[Data for processing]
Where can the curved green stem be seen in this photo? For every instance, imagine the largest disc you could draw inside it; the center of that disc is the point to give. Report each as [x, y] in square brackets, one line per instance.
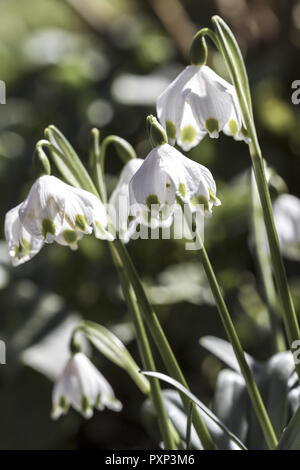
[234, 60]
[253, 391]
[161, 341]
[263, 257]
[146, 354]
[97, 160]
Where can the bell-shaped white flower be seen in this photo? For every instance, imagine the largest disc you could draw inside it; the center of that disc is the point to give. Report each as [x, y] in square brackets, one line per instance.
[167, 177]
[287, 221]
[21, 244]
[54, 210]
[119, 204]
[197, 102]
[83, 387]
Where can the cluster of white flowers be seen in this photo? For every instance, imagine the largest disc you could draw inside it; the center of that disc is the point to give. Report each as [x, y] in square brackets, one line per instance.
[197, 102]
[53, 211]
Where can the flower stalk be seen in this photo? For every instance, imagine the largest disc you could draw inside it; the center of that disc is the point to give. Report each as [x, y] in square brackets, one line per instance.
[252, 388]
[98, 155]
[145, 352]
[225, 42]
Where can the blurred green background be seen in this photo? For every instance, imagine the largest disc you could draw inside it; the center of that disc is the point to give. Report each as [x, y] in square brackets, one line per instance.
[102, 63]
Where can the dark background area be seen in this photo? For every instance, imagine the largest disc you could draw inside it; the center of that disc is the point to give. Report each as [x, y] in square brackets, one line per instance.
[102, 63]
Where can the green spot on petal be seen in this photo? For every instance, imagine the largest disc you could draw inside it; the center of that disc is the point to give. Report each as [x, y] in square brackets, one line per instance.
[193, 200]
[188, 134]
[212, 126]
[233, 126]
[182, 189]
[85, 404]
[179, 201]
[152, 199]
[48, 227]
[211, 195]
[62, 403]
[23, 249]
[171, 129]
[204, 201]
[80, 222]
[69, 236]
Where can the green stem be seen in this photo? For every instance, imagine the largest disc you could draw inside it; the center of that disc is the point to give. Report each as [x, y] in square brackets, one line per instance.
[288, 310]
[97, 160]
[161, 341]
[146, 355]
[263, 256]
[230, 50]
[253, 391]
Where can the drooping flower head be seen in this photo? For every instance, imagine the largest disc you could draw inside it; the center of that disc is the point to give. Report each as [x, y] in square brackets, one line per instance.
[119, 204]
[83, 387]
[21, 244]
[198, 102]
[167, 177]
[287, 221]
[56, 211]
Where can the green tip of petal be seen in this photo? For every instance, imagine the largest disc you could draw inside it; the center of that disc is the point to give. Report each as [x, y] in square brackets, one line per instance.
[23, 249]
[85, 404]
[182, 189]
[198, 50]
[179, 201]
[48, 227]
[213, 127]
[204, 201]
[157, 134]
[151, 200]
[188, 134]
[212, 197]
[171, 129]
[70, 236]
[233, 127]
[80, 222]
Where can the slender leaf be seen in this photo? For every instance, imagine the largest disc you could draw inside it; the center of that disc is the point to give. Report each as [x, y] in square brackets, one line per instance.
[290, 439]
[202, 407]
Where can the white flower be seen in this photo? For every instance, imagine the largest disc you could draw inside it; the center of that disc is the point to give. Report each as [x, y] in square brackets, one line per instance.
[54, 210]
[118, 208]
[82, 386]
[287, 221]
[197, 102]
[167, 177]
[21, 244]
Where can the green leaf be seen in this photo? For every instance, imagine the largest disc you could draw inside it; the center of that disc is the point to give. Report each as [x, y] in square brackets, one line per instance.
[67, 160]
[111, 347]
[290, 439]
[272, 380]
[176, 415]
[197, 402]
[231, 402]
[223, 350]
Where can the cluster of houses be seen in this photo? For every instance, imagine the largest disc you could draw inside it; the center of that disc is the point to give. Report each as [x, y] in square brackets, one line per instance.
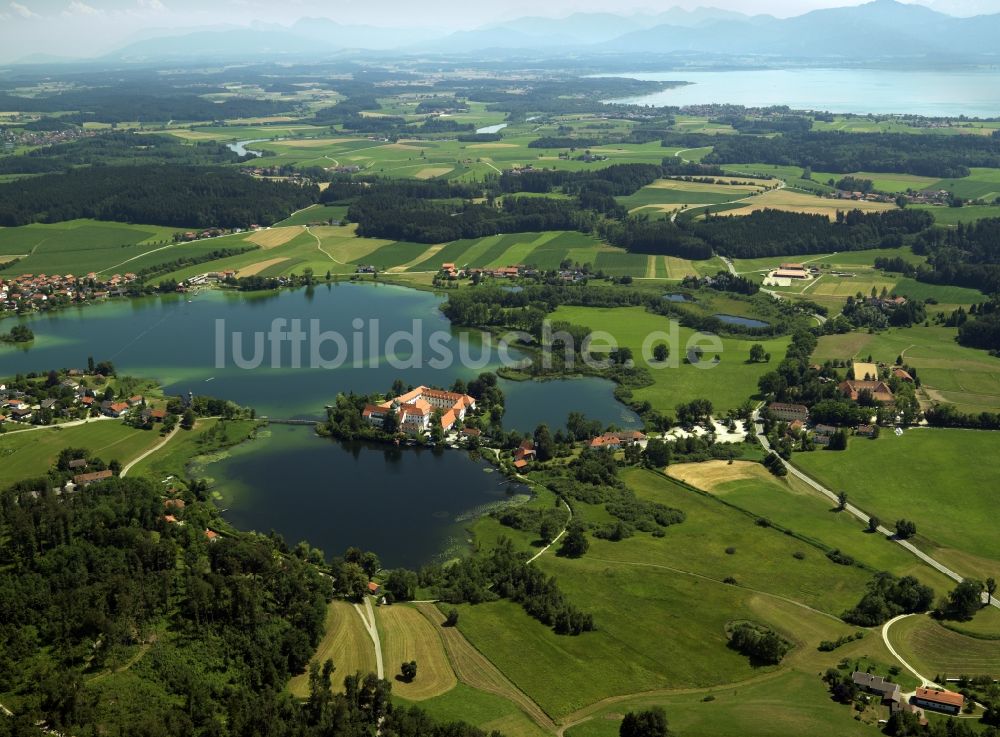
[617, 440]
[415, 410]
[20, 137]
[934, 699]
[452, 271]
[864, 383]
[37, 291]
[17, 406]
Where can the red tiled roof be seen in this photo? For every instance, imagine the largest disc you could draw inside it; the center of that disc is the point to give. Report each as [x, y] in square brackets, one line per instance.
[949, 698]
[86, 478]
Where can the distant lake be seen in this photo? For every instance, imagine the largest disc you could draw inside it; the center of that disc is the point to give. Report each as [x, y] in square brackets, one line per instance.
[173, 339]
[862, 91]
[409, 505]
[746, 322]
[240, 147]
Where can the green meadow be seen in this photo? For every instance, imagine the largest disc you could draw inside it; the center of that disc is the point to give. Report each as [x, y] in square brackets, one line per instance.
[949, 372]
[728, 384]
[80, 246]
[795, 506]
[29, 454]
[920, 476]
[670, 582]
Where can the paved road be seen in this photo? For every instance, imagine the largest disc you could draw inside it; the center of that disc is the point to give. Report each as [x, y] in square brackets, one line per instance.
[369, 621]
[821, 319]
[71, 423]
[924, 681]
[144, 456]
[906, 544]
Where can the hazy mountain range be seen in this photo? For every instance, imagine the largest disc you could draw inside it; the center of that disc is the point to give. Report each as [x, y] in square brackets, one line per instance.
[880, 30]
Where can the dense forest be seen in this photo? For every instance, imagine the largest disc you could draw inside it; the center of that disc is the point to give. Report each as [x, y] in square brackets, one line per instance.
[178, 196]
[91, 576]
[117, 148]
[967, 255]
[778, 233]
[421, 221]
[110, 105]
[930, 156]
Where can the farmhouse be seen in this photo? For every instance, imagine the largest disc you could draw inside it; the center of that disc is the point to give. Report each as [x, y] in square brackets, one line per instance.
[415, 409]
[948, 702]
[86, 479]
[880, 391]
[902, 375]
[865, 371]
[616, 440]
[788, 412]
[876, 684]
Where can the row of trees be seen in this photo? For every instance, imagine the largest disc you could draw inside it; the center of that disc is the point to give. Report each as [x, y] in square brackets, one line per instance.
[178, 196]
[778, 233]
[835, 151]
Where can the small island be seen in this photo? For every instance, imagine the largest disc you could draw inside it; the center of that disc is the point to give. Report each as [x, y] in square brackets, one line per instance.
[18, 334]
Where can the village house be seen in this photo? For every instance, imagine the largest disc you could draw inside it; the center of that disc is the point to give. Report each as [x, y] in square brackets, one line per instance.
[888, 691]
[86, 479]
[617, 440]
[880, 391]
[788, 412]
[948, 702]
[116, 409]
[864, 371]
[902, 375]
[415, 409]
[791, 271]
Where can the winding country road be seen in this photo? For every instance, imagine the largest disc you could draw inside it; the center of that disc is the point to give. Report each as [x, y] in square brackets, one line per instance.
[128, 466]
[369, 620]
[906, 544]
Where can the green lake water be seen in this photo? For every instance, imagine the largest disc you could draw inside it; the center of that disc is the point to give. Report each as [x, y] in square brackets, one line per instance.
[406, 504]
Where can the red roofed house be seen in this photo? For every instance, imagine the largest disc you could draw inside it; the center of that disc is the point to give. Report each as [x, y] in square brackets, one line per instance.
[880, 391]
[117, 409]
[931, 698]
[415, 409]
[86, 479]
[616, 440]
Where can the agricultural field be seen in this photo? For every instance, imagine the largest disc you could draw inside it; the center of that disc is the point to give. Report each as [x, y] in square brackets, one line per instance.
[792, 201]
[345, 642]
[965, 214]
[665, 579]
[934, 649]
[885, 182]
[949, 372]
[667, 195]
[834, 261]
[791, 504]
[729, 384]
[80, 246]
[791, 703]
[980, 184]
[407, 635]
[915, 476]
[30, 453]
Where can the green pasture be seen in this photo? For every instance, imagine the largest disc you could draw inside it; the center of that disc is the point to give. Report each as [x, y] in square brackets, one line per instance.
[951, 373]
[728, 384]
[920, 476]
[29, 454]
[80, 246]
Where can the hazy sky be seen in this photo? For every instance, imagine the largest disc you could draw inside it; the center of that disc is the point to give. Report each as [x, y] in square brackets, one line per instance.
[87, 27]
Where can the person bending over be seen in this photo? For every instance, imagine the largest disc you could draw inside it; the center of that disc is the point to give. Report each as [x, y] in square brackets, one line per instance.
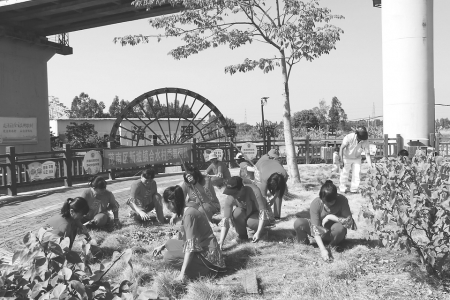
[144, 198]
[197, 254]
[352, 147]
[100, 201]
[244, 207]
[198, 189]
[68, 222]
[330, 219]
[218, 171]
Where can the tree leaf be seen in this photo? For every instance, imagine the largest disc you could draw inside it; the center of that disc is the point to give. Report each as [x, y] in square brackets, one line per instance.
[29, 239]
[97, 275]
[127, 255]
[73, 257]
[37, 288]
[65, 243]
[55, 248]
[58, 290]
[66, 273]
[79, 287]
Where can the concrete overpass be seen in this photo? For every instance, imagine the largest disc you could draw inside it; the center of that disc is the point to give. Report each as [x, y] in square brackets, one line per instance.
[25, 49]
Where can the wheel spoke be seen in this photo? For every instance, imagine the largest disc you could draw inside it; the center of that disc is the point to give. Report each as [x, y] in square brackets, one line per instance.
[131, 132]
[168, 117]
[148, 124]
[157, 120]
[154, 119]
[199, 130]
[191, 135]
[181, 116]
[153, 111]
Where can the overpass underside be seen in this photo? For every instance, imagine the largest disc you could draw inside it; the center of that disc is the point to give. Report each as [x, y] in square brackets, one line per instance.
[26, 46]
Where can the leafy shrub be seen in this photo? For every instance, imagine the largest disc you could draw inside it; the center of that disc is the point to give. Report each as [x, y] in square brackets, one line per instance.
[167, 286]
[48, 270]
[405, 207]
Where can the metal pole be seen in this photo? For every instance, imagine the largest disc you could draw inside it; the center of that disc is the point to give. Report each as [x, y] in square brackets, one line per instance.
[264, 129]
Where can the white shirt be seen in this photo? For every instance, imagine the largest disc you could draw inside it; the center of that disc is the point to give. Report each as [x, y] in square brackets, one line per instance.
[353, 149]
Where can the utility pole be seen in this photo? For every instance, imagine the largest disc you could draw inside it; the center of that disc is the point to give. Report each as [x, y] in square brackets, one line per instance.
[263, 102]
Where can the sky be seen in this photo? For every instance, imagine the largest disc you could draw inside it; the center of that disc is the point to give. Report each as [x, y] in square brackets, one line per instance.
[352, 72]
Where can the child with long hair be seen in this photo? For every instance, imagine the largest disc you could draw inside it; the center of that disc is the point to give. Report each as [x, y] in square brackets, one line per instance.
[198, 253]
[68, 222]
[100, 201]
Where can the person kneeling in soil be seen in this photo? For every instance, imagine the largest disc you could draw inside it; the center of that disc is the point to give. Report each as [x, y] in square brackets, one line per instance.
[198, 189]
[218, 171]
[244, 207]
[68, 223]
[330, 219]
[100, 200]
[198, 253]
[144, 198]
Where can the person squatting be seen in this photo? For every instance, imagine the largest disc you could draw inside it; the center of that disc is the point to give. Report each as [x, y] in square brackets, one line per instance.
[253, 204]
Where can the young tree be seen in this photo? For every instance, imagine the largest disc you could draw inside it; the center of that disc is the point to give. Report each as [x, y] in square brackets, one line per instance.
[336, 114]
[56, 109]
[305, 118]
[290, 27]
[84, 106]
[114, 108]
[83, 135]
[321, 113]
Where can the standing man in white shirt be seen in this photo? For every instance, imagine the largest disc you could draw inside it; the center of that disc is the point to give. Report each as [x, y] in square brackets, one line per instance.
[352, 146]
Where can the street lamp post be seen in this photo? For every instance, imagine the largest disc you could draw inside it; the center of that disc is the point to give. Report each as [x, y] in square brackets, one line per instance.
[263, 102]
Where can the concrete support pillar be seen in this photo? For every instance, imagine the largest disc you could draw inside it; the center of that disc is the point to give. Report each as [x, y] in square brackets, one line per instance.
[408, 68]
[24, 87]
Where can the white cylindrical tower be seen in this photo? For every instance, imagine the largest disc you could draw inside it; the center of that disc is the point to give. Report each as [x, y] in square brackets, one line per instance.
[408, 68]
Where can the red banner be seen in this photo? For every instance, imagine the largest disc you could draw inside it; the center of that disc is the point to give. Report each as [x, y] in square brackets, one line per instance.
[148, 155]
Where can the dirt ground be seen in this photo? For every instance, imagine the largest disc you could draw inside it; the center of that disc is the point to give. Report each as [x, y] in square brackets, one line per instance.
[285, 269]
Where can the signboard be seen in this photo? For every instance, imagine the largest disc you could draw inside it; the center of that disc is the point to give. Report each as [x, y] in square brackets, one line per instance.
[147, 155]
[92, 162]
[15, 131]
[38, 171]
[282, 151]
[372, 149]
[249, 150]
[219, 154]
[206, 154]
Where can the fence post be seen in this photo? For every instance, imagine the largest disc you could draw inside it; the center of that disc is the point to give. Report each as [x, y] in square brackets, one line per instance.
[11, 170]
[67, 165]
[399, 144]
[386, 146]
[436, 144]
[112, 172]
[194, 151]
[307, 149]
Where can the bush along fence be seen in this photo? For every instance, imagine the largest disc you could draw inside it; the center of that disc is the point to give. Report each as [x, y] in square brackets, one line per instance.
[32, 169]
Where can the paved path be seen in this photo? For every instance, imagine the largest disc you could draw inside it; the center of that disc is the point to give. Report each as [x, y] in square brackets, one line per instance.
[28, 211]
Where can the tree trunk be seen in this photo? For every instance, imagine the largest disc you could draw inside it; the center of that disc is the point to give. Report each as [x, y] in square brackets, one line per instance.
[294, 175]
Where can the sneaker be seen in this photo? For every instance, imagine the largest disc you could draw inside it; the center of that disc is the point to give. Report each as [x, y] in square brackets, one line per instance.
[239, 240]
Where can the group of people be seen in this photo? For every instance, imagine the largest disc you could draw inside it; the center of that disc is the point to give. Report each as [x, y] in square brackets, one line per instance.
[193, 203]
[253, 204]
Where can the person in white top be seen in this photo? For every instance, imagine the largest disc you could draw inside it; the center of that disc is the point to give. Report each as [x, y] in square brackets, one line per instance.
[352, 146]
[336, 161]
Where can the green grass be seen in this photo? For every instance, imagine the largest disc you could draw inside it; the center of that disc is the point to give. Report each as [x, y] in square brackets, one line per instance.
[285, 269]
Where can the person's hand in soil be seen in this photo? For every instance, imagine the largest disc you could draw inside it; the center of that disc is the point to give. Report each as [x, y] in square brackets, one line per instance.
[256, 237]
[325, 254]
[157, 251]
[144, 216]
[181, 277]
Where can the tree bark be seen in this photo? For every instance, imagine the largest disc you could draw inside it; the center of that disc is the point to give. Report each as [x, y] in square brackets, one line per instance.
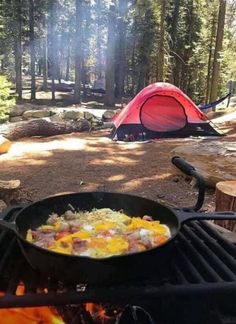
[32, 48]
[162, 42]
[42, 127]
[78, 51]
[45, 63]
[109, 99]
[209, 68]
[52, 37]
[218, 49]
[67, 76]
[120, 64]
[18, 47]
[99, 40]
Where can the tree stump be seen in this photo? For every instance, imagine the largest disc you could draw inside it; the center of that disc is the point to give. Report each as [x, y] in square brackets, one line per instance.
[226, 201]
[12, 193]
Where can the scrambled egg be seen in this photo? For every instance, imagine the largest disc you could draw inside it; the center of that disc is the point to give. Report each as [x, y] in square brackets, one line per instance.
[103, 233]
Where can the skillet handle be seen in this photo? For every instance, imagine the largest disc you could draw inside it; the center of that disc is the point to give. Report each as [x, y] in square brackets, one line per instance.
[187, 216]
[9, 212]
[7, 226]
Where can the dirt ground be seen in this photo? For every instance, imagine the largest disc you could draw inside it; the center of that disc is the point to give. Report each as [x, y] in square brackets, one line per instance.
[90, 162]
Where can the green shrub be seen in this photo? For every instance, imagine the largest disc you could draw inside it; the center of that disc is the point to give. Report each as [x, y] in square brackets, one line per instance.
[6, 101]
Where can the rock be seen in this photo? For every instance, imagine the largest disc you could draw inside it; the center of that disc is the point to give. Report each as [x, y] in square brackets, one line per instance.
[17, 111]
[215, 161]
[36, 114]
[96, 122]
[5, 145]
[88, 115]
[15, 119]
[108, 115]
[72, 115]
[57, 118]
[84, 124]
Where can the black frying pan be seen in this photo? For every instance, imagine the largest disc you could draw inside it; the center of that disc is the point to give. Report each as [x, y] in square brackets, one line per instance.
[117, 268]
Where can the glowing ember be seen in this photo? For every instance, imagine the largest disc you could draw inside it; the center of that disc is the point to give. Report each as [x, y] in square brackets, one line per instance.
[29, 315]
[101, 314]
[34, 315]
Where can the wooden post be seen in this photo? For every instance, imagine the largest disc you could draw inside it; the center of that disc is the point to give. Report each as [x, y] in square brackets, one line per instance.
[226, 201]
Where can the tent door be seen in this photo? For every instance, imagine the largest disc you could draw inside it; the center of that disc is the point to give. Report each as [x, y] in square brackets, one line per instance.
[162, 114]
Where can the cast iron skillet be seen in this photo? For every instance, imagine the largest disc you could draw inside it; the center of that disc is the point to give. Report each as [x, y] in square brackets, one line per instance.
[74, 269]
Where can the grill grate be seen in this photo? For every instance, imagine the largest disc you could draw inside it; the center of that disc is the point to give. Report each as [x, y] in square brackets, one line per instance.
[204, 264]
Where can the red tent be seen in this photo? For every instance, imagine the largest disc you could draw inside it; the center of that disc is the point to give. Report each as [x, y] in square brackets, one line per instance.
[161, 110]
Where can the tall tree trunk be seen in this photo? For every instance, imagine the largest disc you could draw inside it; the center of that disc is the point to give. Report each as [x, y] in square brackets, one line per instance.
[162, 42]
[32, 48]
[58, 57]
[209, 67]
[67, 76]
[52, 37]
[174, 77]
[45, 56]
[18, 46]
[133, 68]
[99, 41]
[110, 59]
[218, 49]
[120, 64]
[78, 51]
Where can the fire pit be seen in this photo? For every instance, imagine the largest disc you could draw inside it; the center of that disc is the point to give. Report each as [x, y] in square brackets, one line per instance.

[Objective] Rewrite the part of the items that opens with the line containing "Where can the red tent" and runs through the end of the items, changing "square brackets" to "parentheses" and leaving everything else unchanged.

[Written solution]
Where can the red tent be seen in this photo? For every instance, imagine the largest disc you could draw inside it; the center of that disc is the point to give. Report each as [x, y] in parentheses, one line per instance.
[161, 110]
Where can the tall tree trunk be seen in this photo? For every instance, imagine the largest disc you could draw inside it; the center of that disc is the point to give. Report each as [x, y] in parentheses, one line per instance.
[162, 42]
[32, 48]
[58, 57]
[209, 67]
[67, 76]
[52, 37]
[174, 77]
[45, 56]
[18, 46]
[133, 68]
[99, 41]
[110, 59]
[218, 49]
[120, 64]
[78, 51]
Where can the fire pit be seen in this photo? For every instance, imagine the largest disc you could draw inside it; the center of that disc is the point to give. Report each as [x, y] in parentheses, one line per instance.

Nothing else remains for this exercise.